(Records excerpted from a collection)
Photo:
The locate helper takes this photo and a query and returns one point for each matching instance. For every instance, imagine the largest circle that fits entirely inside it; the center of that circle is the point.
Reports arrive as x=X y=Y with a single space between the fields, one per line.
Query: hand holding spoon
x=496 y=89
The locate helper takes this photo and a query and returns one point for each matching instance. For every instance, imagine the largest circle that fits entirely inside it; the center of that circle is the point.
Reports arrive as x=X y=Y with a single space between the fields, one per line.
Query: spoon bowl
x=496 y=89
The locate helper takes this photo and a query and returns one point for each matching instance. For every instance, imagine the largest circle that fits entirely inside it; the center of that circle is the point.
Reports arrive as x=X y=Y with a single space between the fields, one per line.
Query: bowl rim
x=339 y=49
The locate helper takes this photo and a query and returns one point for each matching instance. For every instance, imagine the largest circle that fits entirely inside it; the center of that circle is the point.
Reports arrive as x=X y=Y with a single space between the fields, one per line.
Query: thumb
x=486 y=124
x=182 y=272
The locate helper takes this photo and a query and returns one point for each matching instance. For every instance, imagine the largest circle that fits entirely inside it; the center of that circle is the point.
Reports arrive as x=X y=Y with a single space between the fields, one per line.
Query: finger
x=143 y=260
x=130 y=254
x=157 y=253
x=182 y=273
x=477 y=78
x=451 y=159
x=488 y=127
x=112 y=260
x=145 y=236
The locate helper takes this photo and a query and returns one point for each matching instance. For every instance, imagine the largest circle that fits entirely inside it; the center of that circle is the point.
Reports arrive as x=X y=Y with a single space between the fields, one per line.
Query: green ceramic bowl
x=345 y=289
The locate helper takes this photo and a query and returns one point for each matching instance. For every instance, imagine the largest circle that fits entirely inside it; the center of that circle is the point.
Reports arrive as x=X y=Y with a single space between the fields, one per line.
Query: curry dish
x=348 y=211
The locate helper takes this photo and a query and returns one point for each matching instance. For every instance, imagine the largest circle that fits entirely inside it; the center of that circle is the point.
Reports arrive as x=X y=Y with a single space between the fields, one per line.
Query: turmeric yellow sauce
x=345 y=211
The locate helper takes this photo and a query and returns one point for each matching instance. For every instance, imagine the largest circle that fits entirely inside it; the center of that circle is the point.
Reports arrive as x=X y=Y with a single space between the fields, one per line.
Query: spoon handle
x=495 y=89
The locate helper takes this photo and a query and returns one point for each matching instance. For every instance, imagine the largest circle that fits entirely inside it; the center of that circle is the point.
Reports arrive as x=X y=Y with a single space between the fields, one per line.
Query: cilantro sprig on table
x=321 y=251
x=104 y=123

> _WHAT IS NEEDED_:
Pick out every line in the records above that contains the word "bowl", and copy each of those lines.

> _COMPLETE RESPONSE_:
Query: spoon bowl
Query: bowl rim
Query: green ceramic bowl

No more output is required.